■ Your instructions: Line by line, copy the material that follows without leaving anything out.

■ Data in this exercise:
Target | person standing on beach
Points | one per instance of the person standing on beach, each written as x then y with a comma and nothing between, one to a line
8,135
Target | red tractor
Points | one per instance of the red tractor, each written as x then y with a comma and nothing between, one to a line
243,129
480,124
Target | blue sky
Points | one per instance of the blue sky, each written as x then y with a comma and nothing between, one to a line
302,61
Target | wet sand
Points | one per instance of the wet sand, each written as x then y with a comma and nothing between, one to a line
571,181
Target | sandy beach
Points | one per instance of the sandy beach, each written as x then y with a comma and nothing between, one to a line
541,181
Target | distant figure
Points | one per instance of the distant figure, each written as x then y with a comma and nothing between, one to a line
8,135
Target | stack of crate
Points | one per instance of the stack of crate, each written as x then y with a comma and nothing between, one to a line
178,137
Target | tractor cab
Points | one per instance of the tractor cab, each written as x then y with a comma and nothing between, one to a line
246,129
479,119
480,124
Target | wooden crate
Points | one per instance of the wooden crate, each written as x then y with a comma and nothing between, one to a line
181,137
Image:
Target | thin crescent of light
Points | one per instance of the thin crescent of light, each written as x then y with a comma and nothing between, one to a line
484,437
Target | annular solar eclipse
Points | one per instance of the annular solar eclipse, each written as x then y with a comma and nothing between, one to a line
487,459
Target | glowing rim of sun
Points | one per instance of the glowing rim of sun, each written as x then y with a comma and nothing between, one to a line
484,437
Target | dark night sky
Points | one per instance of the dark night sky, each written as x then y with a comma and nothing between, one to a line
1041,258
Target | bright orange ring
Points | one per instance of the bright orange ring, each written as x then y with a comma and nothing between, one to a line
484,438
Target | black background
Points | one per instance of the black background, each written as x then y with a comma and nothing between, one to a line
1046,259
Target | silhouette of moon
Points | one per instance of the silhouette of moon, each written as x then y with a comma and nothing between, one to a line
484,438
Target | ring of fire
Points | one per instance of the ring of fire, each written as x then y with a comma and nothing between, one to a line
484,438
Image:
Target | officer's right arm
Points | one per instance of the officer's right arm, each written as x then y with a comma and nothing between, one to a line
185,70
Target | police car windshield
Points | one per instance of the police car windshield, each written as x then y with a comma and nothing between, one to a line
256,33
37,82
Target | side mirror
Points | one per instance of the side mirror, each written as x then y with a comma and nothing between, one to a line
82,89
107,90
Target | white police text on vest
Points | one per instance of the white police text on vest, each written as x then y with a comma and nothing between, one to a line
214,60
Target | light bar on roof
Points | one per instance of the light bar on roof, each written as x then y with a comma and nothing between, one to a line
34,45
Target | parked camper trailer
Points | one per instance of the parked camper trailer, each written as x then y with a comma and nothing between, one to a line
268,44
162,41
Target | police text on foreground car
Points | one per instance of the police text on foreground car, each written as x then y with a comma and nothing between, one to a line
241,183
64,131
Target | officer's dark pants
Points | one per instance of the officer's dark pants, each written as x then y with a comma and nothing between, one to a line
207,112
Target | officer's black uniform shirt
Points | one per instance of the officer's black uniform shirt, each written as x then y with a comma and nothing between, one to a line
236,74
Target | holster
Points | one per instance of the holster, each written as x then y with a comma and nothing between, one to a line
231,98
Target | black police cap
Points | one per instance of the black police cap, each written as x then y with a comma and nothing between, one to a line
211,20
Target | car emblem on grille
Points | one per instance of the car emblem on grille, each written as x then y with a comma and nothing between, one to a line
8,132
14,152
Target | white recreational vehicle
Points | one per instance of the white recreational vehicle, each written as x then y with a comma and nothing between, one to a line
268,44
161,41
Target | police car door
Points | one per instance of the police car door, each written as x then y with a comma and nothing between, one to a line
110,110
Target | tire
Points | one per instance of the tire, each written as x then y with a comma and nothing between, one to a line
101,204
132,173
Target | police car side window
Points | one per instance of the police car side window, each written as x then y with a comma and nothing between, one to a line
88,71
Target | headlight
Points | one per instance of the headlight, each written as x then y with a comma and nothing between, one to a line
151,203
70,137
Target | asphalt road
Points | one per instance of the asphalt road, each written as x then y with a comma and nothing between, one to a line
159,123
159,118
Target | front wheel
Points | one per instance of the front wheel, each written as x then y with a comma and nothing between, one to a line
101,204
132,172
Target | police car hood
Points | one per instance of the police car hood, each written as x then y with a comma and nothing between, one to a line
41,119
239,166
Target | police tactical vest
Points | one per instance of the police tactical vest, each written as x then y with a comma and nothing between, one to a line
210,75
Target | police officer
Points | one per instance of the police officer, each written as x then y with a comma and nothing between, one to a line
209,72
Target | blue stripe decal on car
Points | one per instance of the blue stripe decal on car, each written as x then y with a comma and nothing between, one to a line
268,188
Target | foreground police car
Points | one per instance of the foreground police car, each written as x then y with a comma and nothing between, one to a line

■ Task answer:
Target | person standing on beach
Points | one per instance of the person standing on beach, each written as x then y with a comma and nothing between, one to a line
8,135
Target | red tractor
Points | one per instance of the red tractor, each written as x then y with a comma and nothing between, one to a line
243,129
480,124
Target | blue sky
Points | one per instance of the blue sky, each written as x then y with a comma and nothing between, one to a line
302,61
Target | wet sand
Points | one per instance of the wet sand, each written as x then y with a comma and nothing between, one to a line
571,181
Target | sandy beach
Points | one per instance of the sandy beach, each written as x then y with a comma and nothing between, one to a line
541,181
Target | distant figure
Points | one per instance of the distant figure, each written as x then y with a comma and nothing between, one to a line
8,135
Target | stack of crate
Points | one per instance of the stack of crate, each written as x then y with a comma and nothing between, one to a line
178,137
Target | tractor cab
Points | one per instance of the tractor cab, each written as x then y with a comma and nothing between, one to a line
246,129
479,119
480,124
Target | wooden crate
Points | one per instance of the wooden crate, each written as x then y with a comma and nothing between, one to a line
181,137
Image:
Target | thin crescent of light
Points | one per instance of the thin crescent of light, each written as x then y with a comma and nothing between, one to a line
484,437
Target | annular solar eclipse
Points | one per instance of the annular solar eclipse, each written as x then y with a comma and nothing between, one to a line
487,459
Target | glowing rim of sun
Points | one per instance of the glowing rim of sun, each written as x then y with a comma and nothing between, one to a line
484,437
Target | dark night sky
Points | one per instance of the dark night sky, each written as x then y with a comma and nothing between, one to a line
1041,258
Target | bright orange ring
Points | one per instance of the bright orange ring, each written as x then y with a comma and nothing between, one to a line
484,438
Target | black background
Points | one per instance of the black background, each written as x then y with a comma and nothing between, one to a line
1046,259
Target | silhouette of moon
Points | one per instance of the silhouette of moon, each written as x then y with a comma and nothing between, one to a line
484,438
Target | ring of fire
Points | one per instance of the ring of fire, each written as x then y with a comma and nothing between, one to a line
484,438
Image:
Target | officer's right arm
Points | one per instance of the officer's right arm, each written as x then y with a comma and nothing between, one to a line
185,70
Target | police car windshield
Points | one per instance of the police car windshield, each written as x then y with a comma and nothing between, one to a line
256,33
37,82
Target | side mirror
Points | one per instance of the side mirror, each written as x then y with a comma and nothing between, one to a line
82,89
107,90
Target | white police text on vest
Points | one per instance of the white police text on vest, each written as x then y with a comma and nothing between, one to a line
214,60
Target | light bar on roof
Points | one per instance of the light bar on roof, each written as x then y with a comma and nothing between, one to a line
34,45
Target | parked camper trailer
Points | one per instance of the parked camper trailer, each written as x then y with a comma and nothing between, one to a line
268,44
162,41
Target | police text on foreground car
Points | one per instance of the police text on foreground car, each written as x then y with a comma and nothing between, one to a line
241,183
64,131
Target | officer's dark pants
Points | one per instance of the officer's dark pants, each written as x then y with a comma and nothing between, one to a line
207,112
Target | officer's black uniform shirt
Points | one per instance of the officer's black uniform shirt, each written as x then y with a comma and nothing between, one to a line
236,74
Target | holster
Points | one per instance of the holster, each written as x then y with a comma and nothing between, one to a line
231,98
Target | black police cap
Points | one per instance of the black police cap, each written as x then y with a comma and nothing between, one to a line
211,20
Target | car emblem on grille
Points | one per instance of the car emblem on grille, each written as x then y with a comma and nothing between, one to a line
8,132
14,152
Target | white recreational vehicle
Points | one per instance of the white recreational vehicle, each written as x then y with a comma and nothing between, one to a line
268,44
161,41
Target | police car door
Points | one per instance of the police car door, each written as x then y with a comma and nothing between, one to a line
110,110
Target | tire
Points | one per instance of the tire, each written as x then y with a comma and nothing between, one to a line
101,204
132,173
Target | police car side window
Points | one per instance of the police car side window, each written as x then y with a comma and nothing between, one to a line
88,71
Target | headlight
Points | one per instance of the headlight, each written as x then y with a comma and nothing between, one to a line
151,203
70,137
Target | asphalt road
Points | one per instance of the asphalt road, each written as x then y with a comma and nothing between, one to a line
159,123
159,118
Target | front wheel
Points | one per instance of the front wheel, each written as x then y with a comma and nothing between, one to a line
101,204
132,172
Target | police car hood
Points | one per instance of the police car hood, each written as x then y with a comma and nothing between, one to a line
41,119
239,166
Target | police tactical vest
Points | one per instance of the police tactical vest, each written as x then y with a comma and nothing between, one to a line
210,75
Target | police officer
Points | one per instance of the police officer, each written as x then y with a comma and nothing between, one to a line
209,72
Target | blue stripe decal on car
Points | one per instance of the blue stripe decal on car, each written as x then y with a comma and nothing between, one to a line
268,188
Target | foreground police car
Points | one per instance of the foreground police car, each written as x then y with a comma and nothing between, one to a line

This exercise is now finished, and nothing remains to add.